━━━ TEXT SEGMENT ━━━

Who We Are
Great days start with great mornings - and great mornings start with the perfect breakfast. The Good Stuff was founded by a group of people that wanted a great morning, but life kept getting in the way. But one summer we began experimenting with frozen, pre-packed smoothies. The first time we had one, we went "ahh... that's the good stuff". And the rest is history.
Tonner co-founded The Good Stuff shortly after finishing his basketball career with UBC. Similar to how he balances his love for both pizza and smoothies, Tonner balances his time with The Good Stuff between building our community and hacking into the mainframe.
Michael's background is in marketing. The Good Stuff fulfills his three passions: technology, good food, and friendship. When not blending, he can be found on men's league basketball courts or playing with his comically undersized cat.
Hailing from Oiler Country (Edmonton), Graeme migrated to the coast in 2012 to pursue his degree. While still not a huge fan of the rain, he can be found exploring the Sea-to-Sky corridor on days off from working Operations for The Good Stuff.
Jason exited the corporate world to pursue his passion for helping people live healthier. A Certified Nutritional Practitioner, he believes balance is the key ingredient for health. When he's not spreading smoothie love, he's tucked away in the studio producing his podcast.

━━━

### WHAT TO DO
a. Decide whether each statement agrees with the team profile of The Good Stuff, answering yes or no and quoting the deciding words of the profile: (i) Tonner played basketball with UBC before co-founding the company. (ii) Graeme moved to the coast in 2010. (iii) Jason is a Certified Nutritional Practitioner.
b. Extend the team profile of The Good Stuff, picking up after its final sentence.

━━━ SOURCE INFORMATION ━━━

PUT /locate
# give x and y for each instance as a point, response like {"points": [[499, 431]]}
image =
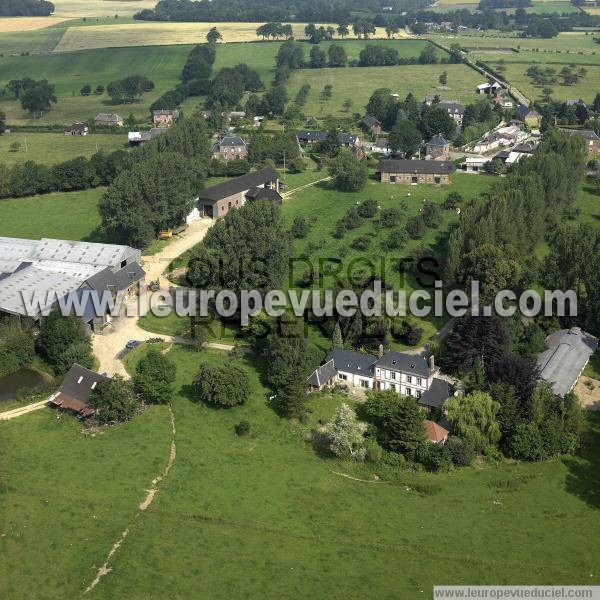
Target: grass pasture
{"points": [[63, 215], [359, 83], [69, 72], [52, 148], [265, 516]]}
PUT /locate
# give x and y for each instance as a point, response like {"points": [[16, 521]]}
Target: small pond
{"points": [[23, 378]]}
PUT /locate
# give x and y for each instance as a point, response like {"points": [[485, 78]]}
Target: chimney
{"points": [[431, 363]]}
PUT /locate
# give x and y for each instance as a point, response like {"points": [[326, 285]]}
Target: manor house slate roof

━━━

### RESPONSES BY ITEM NUMBER
a.
(i) Yes: "Tonner co-founded The Good Stuff shortly after finishing his basketball career with UBC."
(ii) No: "Graeme migrated to the coast in 2012 to pursue his degree."
(iii) Yes: "A Certified Nutritional Practitioner, he believes balance is the key ingredient for health."

b.
Diana advises The Good Stuff on all matters nutrition. You may recognize her as the resident nutrition expert on Global TV’s Noon News Hour every Tuesday. Diana is also co-author of the cookbook Eating for Energy without Deprivation – The 80-20 Cookbook.
What comes to mind when you think of frozen food? For many, it's Hungry Man, Costco, and frostbitten peas and carrots. We're here to change that.
Did you know some of the most nutritious fruits and vegetables you'll find can be found in the frozen aisle (or our smoothies)?
Although fresh fruits and vegetables tend to look nicer than their frozen counterparts, if they’re not picked locally, they often lag behind frozen in nutritional value. To help preserve them during distribution, fresh produce is often picked well before it’s prime. As a result, fruits and vegetables can lose key vitamins and minerals due to enzymatic activity and oxidation.
With frozen, the produce is picked at its nutritional peak and then flash-frozen. This process ensures that all essential vitamins and minerals are locked in so that fruits and vegetables maintain their full nutritional value until you’re ready to use them.
And it's not just that frozen foods can be more nutritious. They can also contribute to reducing waste.
In Canada, 30% of fresh fruits and vegetables are rejected before they even reach our kitchen counters. Even after purchase, we all know that guilty feeling of letting our produce expire and being forced to throw it away. According to the Canadian Commission for Environmental Cooperation, the average Canadian throws 170 kilograms of food away each year. By making our product frozen, we don’t contribute to the food waste chain and make sure you never have to throw out a chunk of wilted kale again.
In short, we choose to make a frozen product because it is the most nutrient-dense and sustainable way we see to getting you the good stuff.